* start DATA ROWS *

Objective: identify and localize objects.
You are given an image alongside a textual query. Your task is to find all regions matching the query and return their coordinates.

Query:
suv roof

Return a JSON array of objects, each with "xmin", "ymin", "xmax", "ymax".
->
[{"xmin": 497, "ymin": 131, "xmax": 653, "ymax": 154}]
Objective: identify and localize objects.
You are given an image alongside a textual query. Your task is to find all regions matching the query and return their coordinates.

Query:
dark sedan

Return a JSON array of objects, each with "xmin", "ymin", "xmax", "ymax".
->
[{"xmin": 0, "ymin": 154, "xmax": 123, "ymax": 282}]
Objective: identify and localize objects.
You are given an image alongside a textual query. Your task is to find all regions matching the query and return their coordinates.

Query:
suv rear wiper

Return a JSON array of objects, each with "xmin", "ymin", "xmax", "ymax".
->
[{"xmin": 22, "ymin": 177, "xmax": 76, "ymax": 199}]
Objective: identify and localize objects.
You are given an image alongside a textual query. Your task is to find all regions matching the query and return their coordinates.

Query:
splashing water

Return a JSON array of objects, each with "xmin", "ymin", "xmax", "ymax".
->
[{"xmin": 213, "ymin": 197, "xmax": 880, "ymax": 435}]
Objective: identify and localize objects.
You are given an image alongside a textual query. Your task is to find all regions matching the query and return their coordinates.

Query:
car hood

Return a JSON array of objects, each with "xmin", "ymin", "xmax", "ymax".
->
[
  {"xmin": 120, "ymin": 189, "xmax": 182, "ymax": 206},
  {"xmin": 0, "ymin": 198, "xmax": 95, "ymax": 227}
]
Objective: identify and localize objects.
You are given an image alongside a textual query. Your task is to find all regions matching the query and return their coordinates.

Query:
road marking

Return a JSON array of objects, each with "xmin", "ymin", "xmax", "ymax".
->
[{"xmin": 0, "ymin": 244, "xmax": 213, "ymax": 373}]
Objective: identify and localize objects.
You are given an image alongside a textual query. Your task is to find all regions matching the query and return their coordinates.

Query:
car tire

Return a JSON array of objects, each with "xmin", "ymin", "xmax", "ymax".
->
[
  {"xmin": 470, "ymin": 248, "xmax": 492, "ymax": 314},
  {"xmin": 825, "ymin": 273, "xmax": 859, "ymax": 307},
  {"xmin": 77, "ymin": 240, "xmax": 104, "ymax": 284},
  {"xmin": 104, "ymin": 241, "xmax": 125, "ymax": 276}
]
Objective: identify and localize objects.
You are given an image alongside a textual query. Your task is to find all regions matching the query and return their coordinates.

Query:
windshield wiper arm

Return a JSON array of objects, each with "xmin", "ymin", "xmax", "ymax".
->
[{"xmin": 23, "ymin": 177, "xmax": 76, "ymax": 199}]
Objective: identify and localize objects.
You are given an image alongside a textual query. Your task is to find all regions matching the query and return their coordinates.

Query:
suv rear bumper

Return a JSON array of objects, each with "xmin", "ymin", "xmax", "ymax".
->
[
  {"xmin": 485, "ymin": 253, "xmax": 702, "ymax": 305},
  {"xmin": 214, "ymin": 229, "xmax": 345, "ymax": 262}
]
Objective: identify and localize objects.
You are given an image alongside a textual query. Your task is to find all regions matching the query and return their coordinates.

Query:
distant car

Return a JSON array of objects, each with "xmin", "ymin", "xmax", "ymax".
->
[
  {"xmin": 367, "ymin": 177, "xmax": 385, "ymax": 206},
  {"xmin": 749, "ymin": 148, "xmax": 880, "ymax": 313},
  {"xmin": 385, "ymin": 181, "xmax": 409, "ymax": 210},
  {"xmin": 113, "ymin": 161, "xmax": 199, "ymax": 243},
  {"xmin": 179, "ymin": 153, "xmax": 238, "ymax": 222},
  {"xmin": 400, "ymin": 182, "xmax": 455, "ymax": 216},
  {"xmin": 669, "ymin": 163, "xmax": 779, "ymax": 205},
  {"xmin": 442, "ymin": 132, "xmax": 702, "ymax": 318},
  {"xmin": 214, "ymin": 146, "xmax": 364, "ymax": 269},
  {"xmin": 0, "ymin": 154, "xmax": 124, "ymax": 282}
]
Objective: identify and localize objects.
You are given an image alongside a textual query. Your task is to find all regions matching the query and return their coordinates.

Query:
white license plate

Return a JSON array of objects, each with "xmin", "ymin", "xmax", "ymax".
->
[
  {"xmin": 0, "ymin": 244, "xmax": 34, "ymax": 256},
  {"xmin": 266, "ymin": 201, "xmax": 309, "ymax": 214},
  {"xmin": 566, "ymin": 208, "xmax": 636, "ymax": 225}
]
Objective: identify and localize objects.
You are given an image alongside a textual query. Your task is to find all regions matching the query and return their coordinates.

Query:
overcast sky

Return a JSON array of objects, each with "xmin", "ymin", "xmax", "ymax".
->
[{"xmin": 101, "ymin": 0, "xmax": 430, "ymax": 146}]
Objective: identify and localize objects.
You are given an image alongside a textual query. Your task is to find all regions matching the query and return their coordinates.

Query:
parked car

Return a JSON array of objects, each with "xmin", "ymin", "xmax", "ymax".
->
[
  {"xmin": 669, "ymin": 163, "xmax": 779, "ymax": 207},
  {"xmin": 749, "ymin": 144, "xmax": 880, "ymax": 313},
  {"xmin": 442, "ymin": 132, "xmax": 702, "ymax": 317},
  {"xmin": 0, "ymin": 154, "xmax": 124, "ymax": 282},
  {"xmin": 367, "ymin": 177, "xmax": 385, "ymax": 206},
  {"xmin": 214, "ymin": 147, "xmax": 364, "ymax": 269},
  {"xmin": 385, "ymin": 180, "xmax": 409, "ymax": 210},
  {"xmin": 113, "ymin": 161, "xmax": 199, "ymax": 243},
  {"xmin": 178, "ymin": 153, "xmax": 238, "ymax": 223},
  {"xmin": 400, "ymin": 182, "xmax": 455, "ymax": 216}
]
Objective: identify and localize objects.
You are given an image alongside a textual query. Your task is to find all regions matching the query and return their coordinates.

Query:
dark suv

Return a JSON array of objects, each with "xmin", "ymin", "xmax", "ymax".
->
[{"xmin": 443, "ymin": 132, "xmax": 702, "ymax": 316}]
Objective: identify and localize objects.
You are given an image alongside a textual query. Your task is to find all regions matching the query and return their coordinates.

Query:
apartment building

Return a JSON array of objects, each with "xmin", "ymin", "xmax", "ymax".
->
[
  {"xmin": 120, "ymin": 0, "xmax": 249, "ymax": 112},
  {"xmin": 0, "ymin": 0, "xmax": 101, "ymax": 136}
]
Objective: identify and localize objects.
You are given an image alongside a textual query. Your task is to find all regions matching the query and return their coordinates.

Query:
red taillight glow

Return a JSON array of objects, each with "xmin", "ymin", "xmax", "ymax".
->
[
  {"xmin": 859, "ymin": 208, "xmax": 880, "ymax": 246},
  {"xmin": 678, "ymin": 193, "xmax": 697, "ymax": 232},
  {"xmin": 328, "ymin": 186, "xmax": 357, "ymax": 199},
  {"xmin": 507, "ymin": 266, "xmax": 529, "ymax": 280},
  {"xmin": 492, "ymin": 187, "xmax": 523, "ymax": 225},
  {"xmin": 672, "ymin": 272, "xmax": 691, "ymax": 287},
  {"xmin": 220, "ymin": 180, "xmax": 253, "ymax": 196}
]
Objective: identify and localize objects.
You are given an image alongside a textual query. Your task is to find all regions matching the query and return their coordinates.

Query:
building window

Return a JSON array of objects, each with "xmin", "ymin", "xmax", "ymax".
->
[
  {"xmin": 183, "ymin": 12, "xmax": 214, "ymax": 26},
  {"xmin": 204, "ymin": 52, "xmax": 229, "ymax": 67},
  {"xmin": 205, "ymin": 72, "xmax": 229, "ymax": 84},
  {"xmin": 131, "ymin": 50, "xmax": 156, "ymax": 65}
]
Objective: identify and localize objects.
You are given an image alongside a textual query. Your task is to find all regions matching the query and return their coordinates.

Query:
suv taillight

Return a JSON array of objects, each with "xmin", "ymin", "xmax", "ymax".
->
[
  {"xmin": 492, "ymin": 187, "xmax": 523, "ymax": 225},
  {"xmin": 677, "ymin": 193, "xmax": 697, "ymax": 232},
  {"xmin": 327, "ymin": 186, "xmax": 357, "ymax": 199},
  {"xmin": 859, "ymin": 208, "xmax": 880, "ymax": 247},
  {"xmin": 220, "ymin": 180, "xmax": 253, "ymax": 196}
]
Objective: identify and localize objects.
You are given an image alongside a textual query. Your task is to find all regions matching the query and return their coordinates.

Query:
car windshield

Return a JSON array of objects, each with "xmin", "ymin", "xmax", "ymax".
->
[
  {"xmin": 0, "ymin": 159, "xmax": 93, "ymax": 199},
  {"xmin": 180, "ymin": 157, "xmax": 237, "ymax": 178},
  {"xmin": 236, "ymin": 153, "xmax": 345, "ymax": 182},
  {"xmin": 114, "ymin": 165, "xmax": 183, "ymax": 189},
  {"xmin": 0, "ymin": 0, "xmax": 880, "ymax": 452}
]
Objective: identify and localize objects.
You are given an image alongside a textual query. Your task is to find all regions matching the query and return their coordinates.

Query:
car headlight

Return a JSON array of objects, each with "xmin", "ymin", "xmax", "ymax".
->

* end DATA ROWS *

### GOAL OF THE EXERCISE:
Locate each line in the material above that contains the string "windshield", and reproduce every such line in full.

### RESULT OF THIS EXERCISE:
windshield wiper arm
car windshield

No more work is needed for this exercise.